▶ [What to do]: Turn the lines of the items below into a Markdown table with two columns, Row and Line: number each line in Row and put its text in Line, skipping blank lines. Leave the pictures out of your answer.
--------------------------------
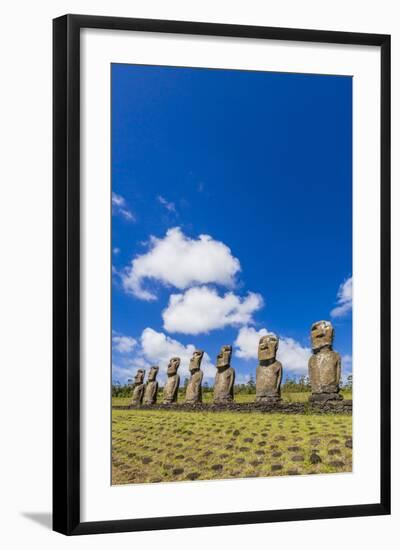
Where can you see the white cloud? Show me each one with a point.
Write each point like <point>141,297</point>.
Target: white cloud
<point>123,344</point>
<point>201,309</point>
<point>176,260</point>
<point>119,207</point>
<point>293,356</point>
<point>158,348</point>
<point>344,299</point>
<point>247,342</point>
<point>170,206</point>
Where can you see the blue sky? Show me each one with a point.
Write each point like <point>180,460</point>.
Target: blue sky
--------------------------------
▶ [Solution to this exercise]:
| Row | Line |
|---|---|
| 1 | Where can you see the white cloud? Show me each one with a point. |
| 2 | Write each point like <point>141,297</point>. |
| 3 | Target: white cloud |
| 4 | <point>123,344</point> |
| 5 | <point>201,309</point> |
| 6 | <point>176,260</point> |
| 7 | <point>119,207</point> |
| 8 | <point>293,356</point> |
| 9 | <point>158,348</point> |
| 10 | <point>344,299</point> |
| 11 | <point>247,342</point> |
| 12 | <point>170,206</point> |
| 13 | Where can you see the blue sky? Show me each one with a point. |
| 14 | Write each point like <point>180,460</point>. |
| 15 | Target: blue sky |